## Work order
In the blog post about Levi's memorial, what did his family call the service?

## Selected passage

=====

September 19, 2011

The Motley Crew...and Grief

Ever been to a memorial service that felt more like a party? Where there seems to be more laughter, celebration, and reconnection than mourning?

I was at one of those this weekend. My friend, Levi, finally lost his three-year, valiant battle with cancer a few weeks ago. Cancer is one of those words that cuts me to my core. I hate it. HATE it. And, although I use the word, “Hate” more than I should in my vernacular, I don’t honestly HATE things or people. I strongly dislike them, but I don’t hate them. Except this. I HATE cancer. With everything in me. It’s wrong. It’s cruel.

I digress.

Levi’s memorial was a party. In fact, his family called it a “Celebration of Life,” and that’s exactly what it was. He collected people like others collect coins or stamps. The group that showed up to his celebration was eclectic – we had members of the small-town where he grew up, and friends from his time living in a commune. You had people who could be considered as part of the “fringe” of society talking and laughing with church elders and town leaders. In truth, though, it was a testament of who he was.

=====

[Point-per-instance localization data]

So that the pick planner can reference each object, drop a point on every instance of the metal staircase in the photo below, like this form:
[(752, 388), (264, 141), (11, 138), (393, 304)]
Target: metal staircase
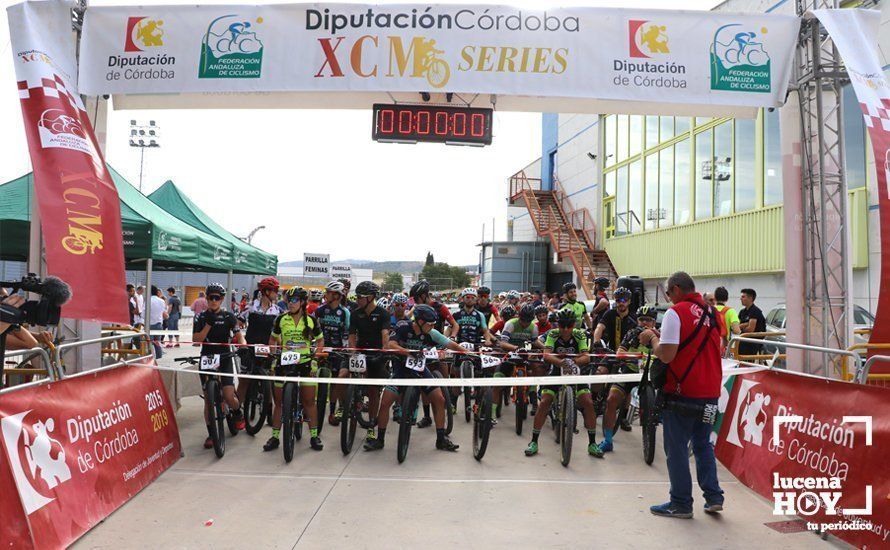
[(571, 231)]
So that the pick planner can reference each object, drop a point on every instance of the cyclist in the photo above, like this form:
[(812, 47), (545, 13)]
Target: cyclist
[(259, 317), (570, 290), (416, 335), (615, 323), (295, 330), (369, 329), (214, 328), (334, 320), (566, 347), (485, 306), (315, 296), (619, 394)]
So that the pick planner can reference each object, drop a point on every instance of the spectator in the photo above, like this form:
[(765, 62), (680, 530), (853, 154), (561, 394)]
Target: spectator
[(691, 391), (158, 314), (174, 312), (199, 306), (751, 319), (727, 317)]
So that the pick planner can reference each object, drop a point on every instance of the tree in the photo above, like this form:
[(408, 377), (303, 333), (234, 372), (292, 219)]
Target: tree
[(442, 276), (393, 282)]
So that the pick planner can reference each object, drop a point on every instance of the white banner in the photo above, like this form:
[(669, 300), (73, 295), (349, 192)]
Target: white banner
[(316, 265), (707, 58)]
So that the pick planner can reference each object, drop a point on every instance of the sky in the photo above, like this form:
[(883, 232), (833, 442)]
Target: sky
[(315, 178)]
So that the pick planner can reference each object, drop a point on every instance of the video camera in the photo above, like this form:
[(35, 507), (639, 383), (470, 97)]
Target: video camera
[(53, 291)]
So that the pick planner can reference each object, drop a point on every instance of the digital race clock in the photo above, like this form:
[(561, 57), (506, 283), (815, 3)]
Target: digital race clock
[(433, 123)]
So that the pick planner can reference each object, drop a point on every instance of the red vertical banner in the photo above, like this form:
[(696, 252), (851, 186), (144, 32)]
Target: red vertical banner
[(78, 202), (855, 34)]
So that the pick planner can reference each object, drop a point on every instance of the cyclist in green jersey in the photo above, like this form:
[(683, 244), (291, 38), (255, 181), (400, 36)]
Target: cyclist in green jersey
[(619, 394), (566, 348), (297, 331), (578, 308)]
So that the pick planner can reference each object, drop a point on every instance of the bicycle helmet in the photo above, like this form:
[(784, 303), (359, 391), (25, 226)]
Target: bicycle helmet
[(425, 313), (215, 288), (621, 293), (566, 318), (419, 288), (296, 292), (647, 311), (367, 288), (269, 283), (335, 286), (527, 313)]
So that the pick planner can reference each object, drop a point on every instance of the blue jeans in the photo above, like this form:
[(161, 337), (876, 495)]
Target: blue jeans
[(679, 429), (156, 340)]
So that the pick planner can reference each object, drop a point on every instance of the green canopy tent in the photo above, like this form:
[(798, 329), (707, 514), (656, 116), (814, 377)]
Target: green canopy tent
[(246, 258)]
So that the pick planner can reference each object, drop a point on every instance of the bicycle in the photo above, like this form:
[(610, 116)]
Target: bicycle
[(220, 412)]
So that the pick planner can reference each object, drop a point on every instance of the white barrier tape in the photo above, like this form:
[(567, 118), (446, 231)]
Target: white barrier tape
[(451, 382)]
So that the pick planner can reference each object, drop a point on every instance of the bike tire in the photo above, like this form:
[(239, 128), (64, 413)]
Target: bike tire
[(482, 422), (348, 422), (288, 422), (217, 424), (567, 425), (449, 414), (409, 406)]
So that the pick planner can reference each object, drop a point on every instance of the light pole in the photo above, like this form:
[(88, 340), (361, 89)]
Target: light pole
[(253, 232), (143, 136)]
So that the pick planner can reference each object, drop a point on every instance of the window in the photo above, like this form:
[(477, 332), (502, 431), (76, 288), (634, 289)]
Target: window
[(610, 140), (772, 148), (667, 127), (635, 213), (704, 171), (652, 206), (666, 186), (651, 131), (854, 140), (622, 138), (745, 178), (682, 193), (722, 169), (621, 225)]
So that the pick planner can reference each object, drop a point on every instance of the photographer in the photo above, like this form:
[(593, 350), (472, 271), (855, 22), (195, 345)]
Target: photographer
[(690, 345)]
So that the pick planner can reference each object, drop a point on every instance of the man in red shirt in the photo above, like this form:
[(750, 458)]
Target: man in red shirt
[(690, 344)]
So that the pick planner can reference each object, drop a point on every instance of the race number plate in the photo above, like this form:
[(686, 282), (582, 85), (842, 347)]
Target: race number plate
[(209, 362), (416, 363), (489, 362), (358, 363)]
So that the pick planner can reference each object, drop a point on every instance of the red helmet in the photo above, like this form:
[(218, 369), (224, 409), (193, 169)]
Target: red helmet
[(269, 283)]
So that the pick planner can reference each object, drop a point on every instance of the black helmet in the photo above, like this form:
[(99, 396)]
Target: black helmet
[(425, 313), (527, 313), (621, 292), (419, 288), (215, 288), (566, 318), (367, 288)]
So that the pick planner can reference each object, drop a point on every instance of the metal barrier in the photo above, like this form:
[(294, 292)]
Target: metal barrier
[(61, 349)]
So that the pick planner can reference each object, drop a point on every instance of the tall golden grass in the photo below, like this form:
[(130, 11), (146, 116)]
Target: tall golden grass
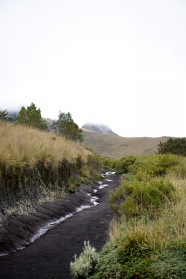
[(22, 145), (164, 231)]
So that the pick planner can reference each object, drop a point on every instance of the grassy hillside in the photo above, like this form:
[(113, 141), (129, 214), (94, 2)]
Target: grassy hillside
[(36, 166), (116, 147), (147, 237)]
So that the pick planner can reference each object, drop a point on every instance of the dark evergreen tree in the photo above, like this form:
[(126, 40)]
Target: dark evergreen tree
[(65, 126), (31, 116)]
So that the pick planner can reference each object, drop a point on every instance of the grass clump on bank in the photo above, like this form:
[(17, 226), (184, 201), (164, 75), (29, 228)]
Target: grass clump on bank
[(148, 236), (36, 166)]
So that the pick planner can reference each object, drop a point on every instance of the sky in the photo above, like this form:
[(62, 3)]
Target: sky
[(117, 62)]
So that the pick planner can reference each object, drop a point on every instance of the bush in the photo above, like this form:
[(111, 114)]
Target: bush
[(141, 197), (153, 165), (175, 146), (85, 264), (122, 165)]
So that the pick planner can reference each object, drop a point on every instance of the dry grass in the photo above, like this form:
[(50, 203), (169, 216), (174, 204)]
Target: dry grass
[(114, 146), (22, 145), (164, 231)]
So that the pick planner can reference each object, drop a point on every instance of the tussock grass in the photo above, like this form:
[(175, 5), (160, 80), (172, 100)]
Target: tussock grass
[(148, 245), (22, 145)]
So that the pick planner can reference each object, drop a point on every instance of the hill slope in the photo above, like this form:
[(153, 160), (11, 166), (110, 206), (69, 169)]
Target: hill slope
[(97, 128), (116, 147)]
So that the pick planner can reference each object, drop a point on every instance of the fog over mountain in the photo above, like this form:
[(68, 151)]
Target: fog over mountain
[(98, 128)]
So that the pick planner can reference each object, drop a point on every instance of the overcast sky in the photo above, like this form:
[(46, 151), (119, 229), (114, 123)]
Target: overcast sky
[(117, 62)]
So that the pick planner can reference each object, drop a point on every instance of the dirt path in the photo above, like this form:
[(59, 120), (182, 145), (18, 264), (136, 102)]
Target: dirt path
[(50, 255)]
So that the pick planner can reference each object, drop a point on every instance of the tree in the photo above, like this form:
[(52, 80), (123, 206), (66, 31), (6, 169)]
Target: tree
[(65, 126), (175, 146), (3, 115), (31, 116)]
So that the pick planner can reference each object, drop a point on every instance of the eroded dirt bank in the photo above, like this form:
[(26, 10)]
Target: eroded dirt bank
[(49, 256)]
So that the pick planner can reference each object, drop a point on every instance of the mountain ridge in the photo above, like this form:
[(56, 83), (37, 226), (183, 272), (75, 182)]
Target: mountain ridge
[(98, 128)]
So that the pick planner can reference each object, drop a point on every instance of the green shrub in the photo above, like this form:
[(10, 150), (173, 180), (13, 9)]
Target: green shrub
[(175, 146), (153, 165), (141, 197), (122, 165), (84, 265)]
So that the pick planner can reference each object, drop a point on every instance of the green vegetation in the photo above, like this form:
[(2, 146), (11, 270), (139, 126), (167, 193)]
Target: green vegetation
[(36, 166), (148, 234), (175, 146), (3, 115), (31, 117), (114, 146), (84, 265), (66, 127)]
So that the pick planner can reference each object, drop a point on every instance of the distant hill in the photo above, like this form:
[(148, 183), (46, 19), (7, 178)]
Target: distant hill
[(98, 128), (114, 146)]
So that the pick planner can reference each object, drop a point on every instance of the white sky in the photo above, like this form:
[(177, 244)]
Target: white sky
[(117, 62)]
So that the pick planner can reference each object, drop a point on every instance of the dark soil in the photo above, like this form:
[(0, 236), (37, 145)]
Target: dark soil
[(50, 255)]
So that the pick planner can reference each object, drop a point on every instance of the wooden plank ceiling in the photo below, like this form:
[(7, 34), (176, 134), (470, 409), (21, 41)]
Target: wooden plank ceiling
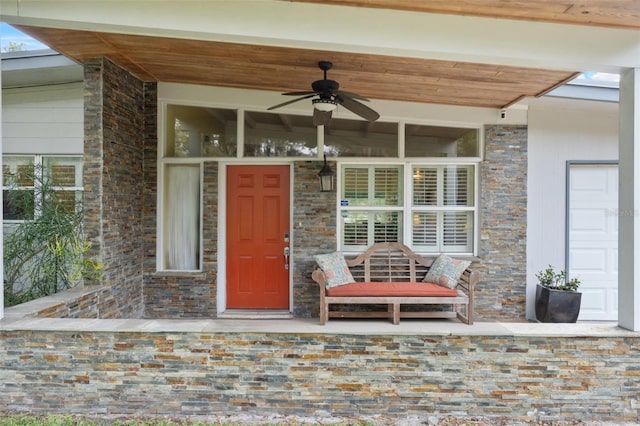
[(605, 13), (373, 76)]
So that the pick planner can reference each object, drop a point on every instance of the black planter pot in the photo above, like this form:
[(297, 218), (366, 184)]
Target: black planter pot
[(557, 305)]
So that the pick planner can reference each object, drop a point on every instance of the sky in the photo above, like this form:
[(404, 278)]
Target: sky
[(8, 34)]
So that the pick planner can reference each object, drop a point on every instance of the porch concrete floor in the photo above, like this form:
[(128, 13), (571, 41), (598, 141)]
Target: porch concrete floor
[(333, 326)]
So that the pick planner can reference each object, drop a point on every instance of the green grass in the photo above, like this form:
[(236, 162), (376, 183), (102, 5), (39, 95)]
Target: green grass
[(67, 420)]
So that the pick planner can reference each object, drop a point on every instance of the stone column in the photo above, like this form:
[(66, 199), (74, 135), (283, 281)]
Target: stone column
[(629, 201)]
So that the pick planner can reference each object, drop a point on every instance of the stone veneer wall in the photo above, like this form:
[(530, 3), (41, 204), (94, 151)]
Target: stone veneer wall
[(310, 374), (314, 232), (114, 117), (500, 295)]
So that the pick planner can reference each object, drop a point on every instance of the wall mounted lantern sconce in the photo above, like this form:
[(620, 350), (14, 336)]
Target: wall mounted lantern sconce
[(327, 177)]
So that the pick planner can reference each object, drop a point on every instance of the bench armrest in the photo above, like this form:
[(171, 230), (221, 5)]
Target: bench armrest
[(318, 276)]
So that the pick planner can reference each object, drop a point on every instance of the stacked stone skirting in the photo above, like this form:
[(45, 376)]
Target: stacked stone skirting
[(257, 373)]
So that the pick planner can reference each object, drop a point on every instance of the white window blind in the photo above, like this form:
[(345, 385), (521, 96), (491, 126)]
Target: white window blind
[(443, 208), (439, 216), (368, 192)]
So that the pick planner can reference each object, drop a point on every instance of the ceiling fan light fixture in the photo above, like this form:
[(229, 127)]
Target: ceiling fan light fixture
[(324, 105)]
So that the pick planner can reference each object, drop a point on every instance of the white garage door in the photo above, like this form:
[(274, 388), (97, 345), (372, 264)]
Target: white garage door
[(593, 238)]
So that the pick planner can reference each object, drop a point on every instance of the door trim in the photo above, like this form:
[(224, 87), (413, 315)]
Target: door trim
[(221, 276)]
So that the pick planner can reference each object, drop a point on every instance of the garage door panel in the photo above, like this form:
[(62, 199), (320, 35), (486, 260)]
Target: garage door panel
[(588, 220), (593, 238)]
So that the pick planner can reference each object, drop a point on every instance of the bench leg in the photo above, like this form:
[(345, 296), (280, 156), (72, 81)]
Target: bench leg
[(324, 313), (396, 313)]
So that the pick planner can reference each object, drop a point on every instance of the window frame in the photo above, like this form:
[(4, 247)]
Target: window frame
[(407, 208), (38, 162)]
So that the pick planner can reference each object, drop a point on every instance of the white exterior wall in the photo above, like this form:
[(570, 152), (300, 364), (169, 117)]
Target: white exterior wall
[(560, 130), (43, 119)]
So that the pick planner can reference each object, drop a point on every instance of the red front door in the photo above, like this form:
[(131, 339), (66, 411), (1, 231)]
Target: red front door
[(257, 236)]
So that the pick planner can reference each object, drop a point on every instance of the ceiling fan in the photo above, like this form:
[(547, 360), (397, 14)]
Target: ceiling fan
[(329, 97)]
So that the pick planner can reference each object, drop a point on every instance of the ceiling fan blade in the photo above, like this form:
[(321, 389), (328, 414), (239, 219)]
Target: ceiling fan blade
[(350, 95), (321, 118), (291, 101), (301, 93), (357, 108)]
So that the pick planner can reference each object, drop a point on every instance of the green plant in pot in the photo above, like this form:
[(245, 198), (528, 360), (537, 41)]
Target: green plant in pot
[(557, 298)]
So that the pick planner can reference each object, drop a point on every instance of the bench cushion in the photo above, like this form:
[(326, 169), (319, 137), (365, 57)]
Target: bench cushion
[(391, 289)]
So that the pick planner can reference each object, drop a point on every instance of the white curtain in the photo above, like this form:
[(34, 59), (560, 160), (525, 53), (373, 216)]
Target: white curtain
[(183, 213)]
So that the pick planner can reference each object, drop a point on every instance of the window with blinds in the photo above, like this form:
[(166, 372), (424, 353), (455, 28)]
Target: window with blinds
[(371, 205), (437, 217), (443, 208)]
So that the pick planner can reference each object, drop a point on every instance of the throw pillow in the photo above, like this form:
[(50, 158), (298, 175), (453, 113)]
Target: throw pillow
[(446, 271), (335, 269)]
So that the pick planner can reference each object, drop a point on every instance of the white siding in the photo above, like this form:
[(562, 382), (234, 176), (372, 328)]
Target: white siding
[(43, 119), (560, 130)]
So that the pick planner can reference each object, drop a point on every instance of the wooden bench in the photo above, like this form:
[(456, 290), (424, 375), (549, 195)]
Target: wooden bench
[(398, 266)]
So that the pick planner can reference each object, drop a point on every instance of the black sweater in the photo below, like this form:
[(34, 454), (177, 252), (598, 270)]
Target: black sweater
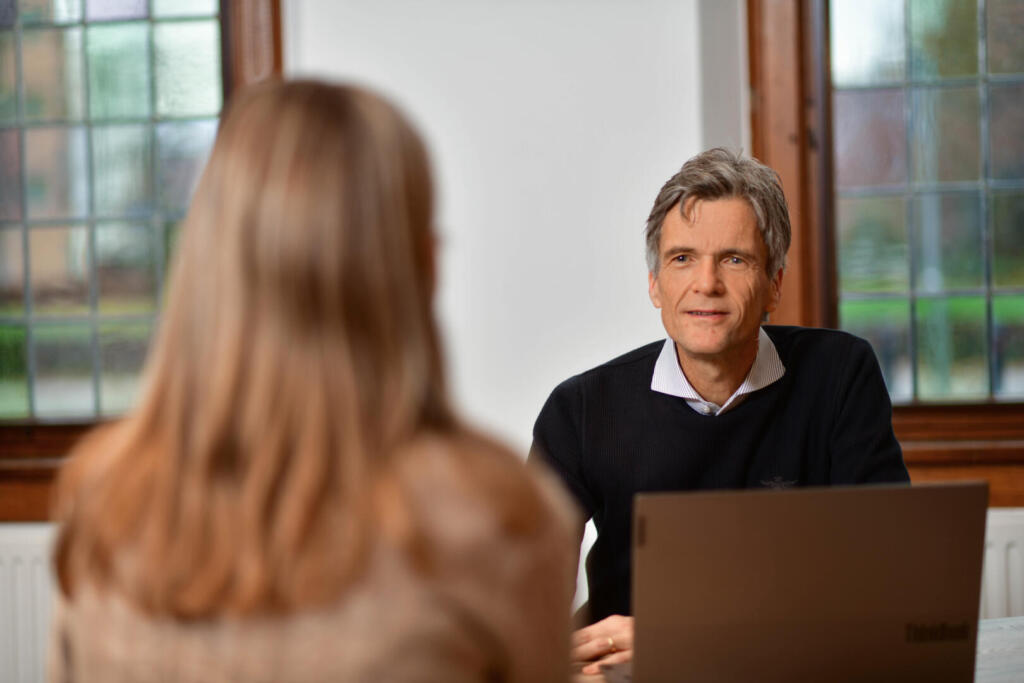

=====

## Exercise output
A "Celebration of Life."